Problem details ->
Retype every one of the lines below verbatim, preserving each character, space, and line break without alteration.

[Location identification entries]
◇ ◇ ◇ ◇ ◇

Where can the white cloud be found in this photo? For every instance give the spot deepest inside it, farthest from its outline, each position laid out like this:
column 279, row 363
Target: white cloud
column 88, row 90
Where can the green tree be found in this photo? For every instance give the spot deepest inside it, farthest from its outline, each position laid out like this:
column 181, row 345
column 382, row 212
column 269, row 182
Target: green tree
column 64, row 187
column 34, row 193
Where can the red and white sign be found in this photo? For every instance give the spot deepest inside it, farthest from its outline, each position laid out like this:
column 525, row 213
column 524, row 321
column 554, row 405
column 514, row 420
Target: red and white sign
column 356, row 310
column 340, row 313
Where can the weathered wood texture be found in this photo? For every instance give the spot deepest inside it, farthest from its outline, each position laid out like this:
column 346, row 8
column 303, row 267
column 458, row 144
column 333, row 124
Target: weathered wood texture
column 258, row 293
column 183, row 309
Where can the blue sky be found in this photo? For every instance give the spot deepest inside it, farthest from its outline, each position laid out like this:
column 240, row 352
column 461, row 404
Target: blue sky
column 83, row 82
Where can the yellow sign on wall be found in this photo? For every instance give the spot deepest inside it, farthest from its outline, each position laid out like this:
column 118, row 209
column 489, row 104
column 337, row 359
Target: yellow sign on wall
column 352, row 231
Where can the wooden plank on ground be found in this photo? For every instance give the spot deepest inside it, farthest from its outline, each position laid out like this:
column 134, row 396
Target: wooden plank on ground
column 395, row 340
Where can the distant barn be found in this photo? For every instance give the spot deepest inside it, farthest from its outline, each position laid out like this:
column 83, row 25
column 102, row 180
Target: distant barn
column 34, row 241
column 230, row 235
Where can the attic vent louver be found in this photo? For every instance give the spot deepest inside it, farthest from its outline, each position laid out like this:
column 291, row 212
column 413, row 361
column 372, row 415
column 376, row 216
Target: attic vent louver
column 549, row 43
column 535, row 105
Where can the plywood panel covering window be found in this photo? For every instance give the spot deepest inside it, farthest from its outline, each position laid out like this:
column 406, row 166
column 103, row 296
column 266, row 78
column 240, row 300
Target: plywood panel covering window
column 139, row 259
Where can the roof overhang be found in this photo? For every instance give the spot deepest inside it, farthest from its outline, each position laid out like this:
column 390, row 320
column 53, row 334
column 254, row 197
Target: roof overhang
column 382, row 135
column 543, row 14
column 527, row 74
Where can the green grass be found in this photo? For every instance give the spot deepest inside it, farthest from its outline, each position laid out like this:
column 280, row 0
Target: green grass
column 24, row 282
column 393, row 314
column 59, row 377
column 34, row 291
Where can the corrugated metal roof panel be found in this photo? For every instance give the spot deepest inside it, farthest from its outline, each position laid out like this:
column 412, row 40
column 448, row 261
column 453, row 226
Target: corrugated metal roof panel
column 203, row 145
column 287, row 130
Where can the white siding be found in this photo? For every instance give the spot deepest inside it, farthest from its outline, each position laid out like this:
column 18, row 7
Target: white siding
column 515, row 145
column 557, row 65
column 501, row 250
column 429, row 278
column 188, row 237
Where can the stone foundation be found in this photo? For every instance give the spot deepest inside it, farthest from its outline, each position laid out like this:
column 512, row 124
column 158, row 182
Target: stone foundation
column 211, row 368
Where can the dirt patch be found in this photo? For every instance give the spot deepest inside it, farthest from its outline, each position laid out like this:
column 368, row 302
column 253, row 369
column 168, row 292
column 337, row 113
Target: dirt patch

◇ ◇ ◇ ◇ ◇

Output for this exercise ->
Where can the white cloud be found in this photo? For every instance give the spot deepest inside it, farthest from its outline, each position laid out like this:
column 279, row 363
Target: white cloud
column 88, row 90
Where can the green tree be found in this photo? For every instance give the spot deepest inside it, farthest from its outline, each position laid out like this:
column 181, row 345
column 382, row 212
column 269, row 182
Target: green tree
column 64, row 187
column 34, row 193
Where can the red and white sign be found in this photo? For every instance give the spot deepest inside it, farthest from its outline, each position laid out like this:
column 525, row 213
column 524, row 321
column 554, row 405
column 514, row 420
Target: red and white sign
column 356, row 310
column 340, row 313
Where can the weathered wood texture be found in this photo? For every instance give the spot deepest inside it, farthest from its outline, each position laid out like this:
column 346, row 8
column 303, row 267
column 458, row 144
column 333, row 124
Target: weathered wood texture
column 258, row 293
column 183, row 309
Where can the blue sky be found in this photo? For every instance give the spot deepest inside it, farthest from its outline, each position laid out like this:
column 240, row 352
column 461, row 404
Target: blue sky
column 83, row 82
Where can the yellow sign on wall be found in this photo? For every instance give the spot deepest inside it, farthest from its outline, each position laid out like this:
column 118, row 209
column 489, row 104
column 337, row 359
Target: yellow sign on wall
column 352, row 231
Where can the wooden plank on ground be found in this photo? For every instance give the spot deepest inside it, farthest from its outline, each position laid out like this:
column 134, row 396
Target: wooden plank on ground
column 395, row 340
Where can the distant barn be found in this photo? For every instance give the spot deepest inside it, farthest from its outline, each position laid out like this:
column 83, row 25
column 102, row 180
Target: distant barn
column 34, row 241
column 230, row 235
Where can the attic vent louver be found in this photo? For every instance give the spot deepest inside it, farthest from its outline, each position laid out like this:
column 291, row 212
column 413, row 361
column 372, row 415
column 376, row 216
Target: attic vent louver
column 549, row 43
column 535, row 105
Where can the plywood panel covering window be found in this photo? For every instance give the spot deepest inside it, farthest from its outline, each position laid out like this:
column 406, row 166
column 103, row 296
column 266, row 78
column 240, row 300
Target: plywood panel covering window
column 139, row 259
Where can the roof overhang be found in this photo? For every instance give the spot deepest inside it, farthest from its outline, each position laid out like this:
column 390, row 320
column 53, row 334
column 254, row 197
Target: roof overhang
column 382, row 135
column 543, row 14
column 527, row 74
Where can the green grass be found in this photo? For every instance give the spot deepest inside it, farthest from its outline, each position laid out like this:
column 280, row 0
Target: green grass
column 24, row 282
column 393, row 314
column 59, row 377
column 34, row 291
Where can the corrugated metal roof panel be found in this photo? For every instance give the spot deepest inside it, farthest from its outline, each position laid out like this:
column 412, row 40
column 448, row 261
column 453, row 226
Target: corrugated metal roof panel
column 203, row 145
column 287, row 130
Where can the white siding be found in this photo? For every instance give the spot deepest inside it, farthest from its outline, each position laid out like this:
column 18, row 7
Target: white siding
column 515, row 145
column 557, row 65
column 501, row 250
column 429, row 278
column 188, row 237
Where can the stone foundation be found in this photo? For every instance give the spot deepest inside it, farthest from its outline, each position laid out like this:
column 512, row 124
column 158, row 182
Target: stone foundation
column 211, row 368
Where can the dirt patch be found in this photo? For every instance give the spot deepest inside it, farthest from its outline, each position laid out like this:
column 368, row 302
column 253, row 369
column 168, row 292
column 337, row 113
Target: dirt patch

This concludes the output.